■ **How to complete this task**
The output must match the entries below exactly.

==== Record excerpts

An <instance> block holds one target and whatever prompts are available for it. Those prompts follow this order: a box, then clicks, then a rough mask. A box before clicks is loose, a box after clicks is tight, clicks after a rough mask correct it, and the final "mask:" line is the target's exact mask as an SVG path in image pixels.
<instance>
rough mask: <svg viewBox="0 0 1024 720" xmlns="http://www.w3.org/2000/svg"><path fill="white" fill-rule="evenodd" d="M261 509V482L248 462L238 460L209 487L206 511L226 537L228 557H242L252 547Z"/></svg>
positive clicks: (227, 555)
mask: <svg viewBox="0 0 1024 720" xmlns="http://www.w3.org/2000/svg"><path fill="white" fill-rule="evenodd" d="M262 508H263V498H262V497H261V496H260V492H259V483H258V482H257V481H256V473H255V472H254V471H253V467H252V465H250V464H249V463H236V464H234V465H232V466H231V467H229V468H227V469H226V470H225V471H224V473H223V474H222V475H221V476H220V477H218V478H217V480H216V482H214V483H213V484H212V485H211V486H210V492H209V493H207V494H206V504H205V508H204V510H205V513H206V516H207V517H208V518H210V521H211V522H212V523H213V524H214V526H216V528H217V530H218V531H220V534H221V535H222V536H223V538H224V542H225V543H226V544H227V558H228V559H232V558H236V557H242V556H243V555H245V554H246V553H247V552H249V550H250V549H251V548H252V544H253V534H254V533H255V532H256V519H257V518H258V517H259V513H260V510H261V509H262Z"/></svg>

========

■ **Solved exercise**
An <instance> block holds one target and whatever prompts are available for it. Those prompts follow this order: a box, then clicks, then a rough mask. A box before clicks is loose, a box after clicks is tight, clicks after a rough mask correct it, and the final "mask:" line is the target's exact mask as an SVG path in image pixels.
<instance>
rough mask: <svg viewBox="0 0 1024 720" xmlns="http://www.w3.org/2000/svg"><path fill="white" fill-rule="evenodd" d="M261 509V482L248 462L238 460L209 487L206 511L226 537L228 557H242L252 547Z"/></svg>
positive clicks: (227, 555)
mask: <svg viewBox="0 0 1024 720" xmlns="http://www.w3.org/2000/svg"><path fill="white" fill-rule="evenodd" d="M262 508H263V498H262V497H261V496H260V492H259V483H258V482H257V481H256V473H255V472H254V471H253V467H252V465H250V464H249V463H236V464H234V465H232V466H231V467H229V468H227V469H226V470H225V471H224V473H223V474H222V475H221V476H220V477H218V478H217V480H216V482H214V483H213V484H212V485H211V486H210V492H209V493H207V494H206V504H205V508H204V510H205V513H206V516H207V517H208V518H210V521H211V522H212V523H213V524H214V526H216V528H217V530H218V531H220V534H221V535H222V536H223V538H224V542H225V543H226V544H227V558H228V559H232V558H236V557H242V556H243V555H245V554H246V553H247V552H249V550H250V549H251V548H252V544H253V534H254V533H255V532H256V519H257V518H258V517H259V513H260V510H261V509H262Z"/></svg>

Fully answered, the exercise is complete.